Job 1: Summarize the regression passage in two sentences.

##### Selected passage #####

Now to calculate the 𝑎-value is a little bit more trickier. I need to work out the mean 𝑦-coordinate and the mean 𝑥-coordinate and then also take into account the answer I got for 𝑏 in that first part. So to work out the mean 𝑦-value, I just have to add up all the 𝑦s and divide by how many there are. So that’s 120 divided by five, which is 24. And same process again for the 𝑥s, just add up all the 𝑥-values and divide by how many there are. So that’s 150 divided by five, which is thirty. So the mean 𝑥-value is thirty. The mean 𝑦-value is 24. So 𝑎 then is the mean 𝑦-value minus 𝑏 times the mean 𝑥-value, which is 24 minus 0.63 times 30. And that gives us an answer of 5.1. So again just making a note of those values so I can carry on on the right hand side with more working out. The equation of our line of best fit is 𝑦 is equal to 𝑎 plus 𝑏𝑥. So our least squares regression line is 𝑦 is equal to 5.1 plus 0.63 times the 𝑥-coordinate.

Well, that’s great. So we’ve now got an equation that enables us to make predictions about the length of the spring given different masses that were hanging from it. So, for example, if we were gonna hang a mass of 37 kilograms from the spring, we just put an 𝑥-value of 37 into that equation. And we’d make our prediction that 𝑦 is equal to 28.41 centimetres. That’s how long we’d expect the spring to be with that mass hanging from it. Now because our scatter plot showed that we had very strong positive correlation, we’d expect that equation to make pretty reasonable estimates of 𝑦-values given certain 𝑥-values. Well, that is, we’d expect them to be good estimates, if we use 𝑥-values between about 10 and 50. In other words, if we use the equation to interpolate the 𝑦-values.

Now we gather data, 𝑥-data, in that range. We don’t know if that same equation will be true outside that range. For example, if we put a mass of 60 or 70 or 80 kilograms on the spring, it might snap all together. So our equation just simply wouldn’t work. So using the equation to make predictions of 𝑦-values based on 𝑥-values in the range that we’ve gathered data for is called interpolation. But extending beyond that range and making predictions with 𝑥-values less than 10 or greater than 50 is called extrapolation. And as we said, extrapolating is generally a bad idea. Cause we’re just not gonna be so confident that the rules still apply for those data values. And our equation may not hold.

#####

Job 2: Count the lines of the records below that contain the string "sign", and reply with the number alone.

##### Records shown #####

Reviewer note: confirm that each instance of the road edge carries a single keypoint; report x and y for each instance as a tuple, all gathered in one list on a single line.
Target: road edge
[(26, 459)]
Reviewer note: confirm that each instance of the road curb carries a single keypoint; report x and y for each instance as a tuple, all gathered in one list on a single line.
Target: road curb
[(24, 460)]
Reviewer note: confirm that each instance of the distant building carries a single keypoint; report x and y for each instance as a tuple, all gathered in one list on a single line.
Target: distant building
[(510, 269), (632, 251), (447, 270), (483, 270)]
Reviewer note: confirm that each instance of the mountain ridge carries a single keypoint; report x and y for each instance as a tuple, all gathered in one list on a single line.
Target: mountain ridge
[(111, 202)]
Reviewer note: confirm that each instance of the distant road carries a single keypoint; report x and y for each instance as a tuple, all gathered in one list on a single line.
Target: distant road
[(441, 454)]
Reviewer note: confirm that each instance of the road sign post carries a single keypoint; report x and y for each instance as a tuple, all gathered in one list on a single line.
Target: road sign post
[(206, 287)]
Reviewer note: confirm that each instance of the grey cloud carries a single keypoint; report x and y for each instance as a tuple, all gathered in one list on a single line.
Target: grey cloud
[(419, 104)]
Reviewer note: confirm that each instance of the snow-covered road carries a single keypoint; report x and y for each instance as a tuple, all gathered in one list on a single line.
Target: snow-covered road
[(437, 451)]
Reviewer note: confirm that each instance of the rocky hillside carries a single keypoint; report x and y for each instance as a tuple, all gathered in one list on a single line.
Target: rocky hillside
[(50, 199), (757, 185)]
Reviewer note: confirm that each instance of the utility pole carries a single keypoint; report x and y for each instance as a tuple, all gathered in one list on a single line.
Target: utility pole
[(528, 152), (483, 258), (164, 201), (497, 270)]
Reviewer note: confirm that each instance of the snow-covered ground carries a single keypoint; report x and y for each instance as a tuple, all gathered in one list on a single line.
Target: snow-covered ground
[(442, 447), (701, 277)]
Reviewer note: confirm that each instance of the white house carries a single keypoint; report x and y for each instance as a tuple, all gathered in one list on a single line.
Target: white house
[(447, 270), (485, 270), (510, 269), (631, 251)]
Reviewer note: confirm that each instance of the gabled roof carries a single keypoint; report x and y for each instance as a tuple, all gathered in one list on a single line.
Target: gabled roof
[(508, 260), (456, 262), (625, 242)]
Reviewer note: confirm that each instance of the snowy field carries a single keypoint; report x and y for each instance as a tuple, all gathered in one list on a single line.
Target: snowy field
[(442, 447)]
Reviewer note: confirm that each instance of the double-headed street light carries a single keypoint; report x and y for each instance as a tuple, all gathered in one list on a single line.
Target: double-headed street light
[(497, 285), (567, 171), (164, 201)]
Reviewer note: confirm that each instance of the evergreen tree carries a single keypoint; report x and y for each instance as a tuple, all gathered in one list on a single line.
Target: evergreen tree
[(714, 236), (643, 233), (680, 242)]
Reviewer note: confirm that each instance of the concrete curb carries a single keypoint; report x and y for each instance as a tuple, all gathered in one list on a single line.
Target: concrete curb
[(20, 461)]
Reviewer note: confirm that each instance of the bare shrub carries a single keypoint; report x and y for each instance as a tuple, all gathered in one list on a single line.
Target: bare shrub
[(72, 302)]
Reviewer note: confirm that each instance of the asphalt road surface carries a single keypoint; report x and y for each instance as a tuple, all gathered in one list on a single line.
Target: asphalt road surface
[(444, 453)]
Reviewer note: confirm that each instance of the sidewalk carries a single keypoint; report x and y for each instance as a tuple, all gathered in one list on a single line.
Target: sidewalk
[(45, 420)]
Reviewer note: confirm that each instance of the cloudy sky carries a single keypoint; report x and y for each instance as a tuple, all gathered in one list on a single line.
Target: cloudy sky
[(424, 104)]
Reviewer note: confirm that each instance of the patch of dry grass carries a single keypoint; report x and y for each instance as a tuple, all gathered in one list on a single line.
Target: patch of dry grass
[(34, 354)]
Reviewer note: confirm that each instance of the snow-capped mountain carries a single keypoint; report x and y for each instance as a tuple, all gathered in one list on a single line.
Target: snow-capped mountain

#####

Full output 1: The intercept a is found as the mean y-value, 24, minus b times the mean x-value, 30, which gives 5.1 and the least squares regression line y = 5.1 + 0.63x for predicting the length of the spring from the mass hanging on it. Using this equation with x-values inside the range of the gathered data, about 10 to 50, is called interpolation and should give reasonable estimates because of the strong positive correlation, while going beyond that range is called extrapolation and is generally a bad idea because the equation may not hold.

Full output 2: 2